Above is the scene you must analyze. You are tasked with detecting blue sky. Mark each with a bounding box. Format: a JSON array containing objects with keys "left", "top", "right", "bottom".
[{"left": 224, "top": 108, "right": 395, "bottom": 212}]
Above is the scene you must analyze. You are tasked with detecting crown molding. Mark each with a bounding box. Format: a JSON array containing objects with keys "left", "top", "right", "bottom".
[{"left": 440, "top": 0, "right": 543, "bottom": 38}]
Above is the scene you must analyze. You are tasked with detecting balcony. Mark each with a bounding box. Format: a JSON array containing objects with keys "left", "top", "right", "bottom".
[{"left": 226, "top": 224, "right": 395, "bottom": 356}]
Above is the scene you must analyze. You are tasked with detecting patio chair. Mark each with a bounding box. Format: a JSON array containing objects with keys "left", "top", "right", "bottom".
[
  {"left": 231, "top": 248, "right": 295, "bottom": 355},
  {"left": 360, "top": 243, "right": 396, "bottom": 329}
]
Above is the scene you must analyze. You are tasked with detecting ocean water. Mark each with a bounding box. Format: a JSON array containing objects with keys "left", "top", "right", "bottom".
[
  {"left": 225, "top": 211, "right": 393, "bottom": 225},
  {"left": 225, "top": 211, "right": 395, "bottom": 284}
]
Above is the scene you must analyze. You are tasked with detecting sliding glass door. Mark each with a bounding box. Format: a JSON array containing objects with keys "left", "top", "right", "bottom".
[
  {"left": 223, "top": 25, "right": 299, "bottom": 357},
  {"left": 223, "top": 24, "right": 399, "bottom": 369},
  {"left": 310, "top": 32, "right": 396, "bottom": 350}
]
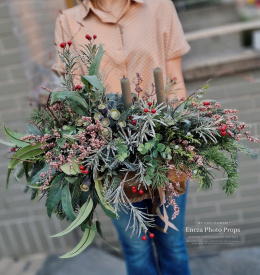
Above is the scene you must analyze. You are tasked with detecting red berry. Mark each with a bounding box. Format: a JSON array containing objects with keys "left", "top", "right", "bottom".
[
  {"left": 85, "top": 34, "right": 92, "bottom": 41},
  {"left": 60, "top": 42, "right": 66, "bottom": 49},
  {"left": 142, "top": 236, "right": 146, "bottom": 241},
  {"left": 149, "top": 233, "right": 154, "bottom": 239},
  {"left": 132, "top": 186, "right": 137, "bottom": 193},
  {"left": 139, "top": 189, "right": 144, "bottom": 195},
  {"left": 74, "top": 85, "right": 82, "bottom": 91},
  {"left": 220, "top": 125, "right": 227, "bottom": 132}
]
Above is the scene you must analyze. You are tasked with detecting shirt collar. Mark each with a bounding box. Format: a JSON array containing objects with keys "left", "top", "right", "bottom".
[{"left": 81, "top": 0, "right": 144, "bottom": 20}]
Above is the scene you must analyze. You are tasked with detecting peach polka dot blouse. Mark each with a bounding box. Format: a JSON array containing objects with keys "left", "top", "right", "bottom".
[{"left": 52, "top": 0, "right": 190, "bottom": 98}]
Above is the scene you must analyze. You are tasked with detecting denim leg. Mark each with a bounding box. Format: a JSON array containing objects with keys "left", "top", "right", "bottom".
[
  {"left": 112, "top": 200, "right": 158, "bottom": 275},
  {"left": 154, "top": 181, "right": 190, "bottom": 275}
]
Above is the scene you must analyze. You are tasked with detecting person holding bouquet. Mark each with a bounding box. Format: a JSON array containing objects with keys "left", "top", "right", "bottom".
[{"left": 52, "top": 0, "right": 190, "bottom": 275}]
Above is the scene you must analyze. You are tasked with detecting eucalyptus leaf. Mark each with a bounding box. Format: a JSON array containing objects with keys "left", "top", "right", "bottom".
[
  {"left": 61, "top": 181, "right": 76, "bottom": 221},
  {"left": 51, "top": 197, "right": 93, "bottom": 237},
  {"left": 27, "top": 124, "right": 42, "bottom": 136},
  {"left": 46, "top": 174, "right": 65, "bottom": 217},
  {"left": 95, "top": 180, "right": 118, "bottom": 219},
  {"left": 6, "top": 143, "right": 44, "bottom": 188},
  {"left": 96, "top": 220, "right": 120, "bottom": 252},
  {"left": 4, "top": 125, "right": 30, "bottom": 147},
  {"left": 59, "top": 222, "right": 96, "bottom": 259}
]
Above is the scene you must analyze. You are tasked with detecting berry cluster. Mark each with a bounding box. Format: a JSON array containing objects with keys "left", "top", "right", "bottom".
[
  {"left": 142, "top": 233, "right": 154, "bottom": 241},
  {"left": 220, "top": 124, "right": 227, "bottom": 136},
  {"left": 60, "top": 41, "right": 72, "bottom": 49},
  {"left": 79, "top": 165, "right": 89, "bottom": 174},
  {"left": 132, "top": 186, "right": 144, "bottom": 195}
]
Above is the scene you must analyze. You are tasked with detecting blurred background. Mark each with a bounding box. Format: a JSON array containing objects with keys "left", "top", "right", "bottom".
[{"left": 0, "top": 0, "right": 260, "bottom": 275}]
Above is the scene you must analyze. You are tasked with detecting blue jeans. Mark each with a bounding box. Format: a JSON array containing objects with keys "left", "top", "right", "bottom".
[{"left": 112, "top": 181, "right": 190, "bottom": 275}]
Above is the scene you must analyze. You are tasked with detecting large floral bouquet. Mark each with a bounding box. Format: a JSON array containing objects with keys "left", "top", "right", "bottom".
[{"left": 1, "top": 36, "right": 259, "bottom": 258}]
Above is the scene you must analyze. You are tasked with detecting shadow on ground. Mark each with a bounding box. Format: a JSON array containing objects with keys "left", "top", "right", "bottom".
[{"left": 36, "top": 247, "right": 260, "bottom": 275}]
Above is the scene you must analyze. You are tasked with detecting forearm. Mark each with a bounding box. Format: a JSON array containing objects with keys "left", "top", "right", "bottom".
[{"left": 166, "top": 56, "right": 187, "bottom": 101}]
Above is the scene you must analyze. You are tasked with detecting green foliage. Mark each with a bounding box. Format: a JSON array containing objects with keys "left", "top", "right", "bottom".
[
  {"left": 116, "top": 138, "right": 129, "bottom": 162},
  {"left": 60, "top": 222, "right": 96, "bottom": 258},
  {"left": 61, "top": 159, "right": 80, "bottom": 175},
  {"left": 81, "top": 75, "right": 104, "bottom": 92},
  {"left": 50, "top": 91, "right": 88, "bottom": 116},
  {"left": 46, "top": 174, "right": 65, "bottom": 217},
  {"left": 51, "top": 197, "right": 93, "bottom": 237},
  {"left": 61, "top": 183, "right": 76, "bottom": 221},
  {"left": 6, "top": 143, "right": 44, "bottom": 188},
  {"left": 204, "top": 145, "right": 239, "bottom": 195},
  {"left": 4, "top": 125, "right": 30, "bottom": 147},
  {"left": 89, "top": 45, "right": 104, "bottom": 75}
]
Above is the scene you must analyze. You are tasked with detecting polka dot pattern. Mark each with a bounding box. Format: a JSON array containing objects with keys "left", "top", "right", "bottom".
[{"left": 52, "top": 0, "right": 190, "bottom": 99}]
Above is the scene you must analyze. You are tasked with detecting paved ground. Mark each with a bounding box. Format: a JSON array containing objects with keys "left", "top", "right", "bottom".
[{"left": 0, "top": 247, "right": 260, "bottom": 275}]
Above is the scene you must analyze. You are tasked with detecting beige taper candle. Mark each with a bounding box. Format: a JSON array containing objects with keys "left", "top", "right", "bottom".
[{"left": 120, "top": 76, "right": 133, "bottom": 108}]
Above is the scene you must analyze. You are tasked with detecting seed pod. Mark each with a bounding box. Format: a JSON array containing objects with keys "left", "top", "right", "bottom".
[
  {"left": 76, "top": 119, "right": 83, "bottom": 126},
  {"left": 80, "top": 184, "right": 89, "bottom": 192},
  {"left": 98, "top": 104, "right": 108, "bottom": 116},
  {"left": 102, "top": 127, "right": 112, "bottom": 138},
  {"left": 110, "top": 109, "right": 121, "bottom": 120},
  {"left": 83, "top": 121, "right": 91, "bottom": 126},
  {"left": 101, "top": 118, "right": 110, "bottom": 127},
  {"left": 94, "top": 112, "right": 103, "bottom": 120},
  {"left": 118, "top": 120, "right": 126, "bottom": 128}
]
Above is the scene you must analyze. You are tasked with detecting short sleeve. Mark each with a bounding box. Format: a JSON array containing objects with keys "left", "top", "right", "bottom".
[
  {"left": 163, "top": 0, "right": 191, "bottom": 61},
  {"left": 51, "top": 15, "right": 69, "bottom": 73}
]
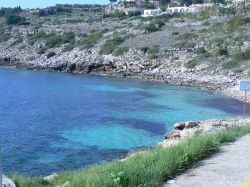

▶ _Directive_
Return every line of the records above that contains the string "leaf", matching case.

▶ _Worked answer_
Above is the scene you must analyze. You are tasked with detecting eucalyptus leaf. Mark each with a bounding box. Format: a JSON array containing objects with keys "left", "top", "right", "bottom".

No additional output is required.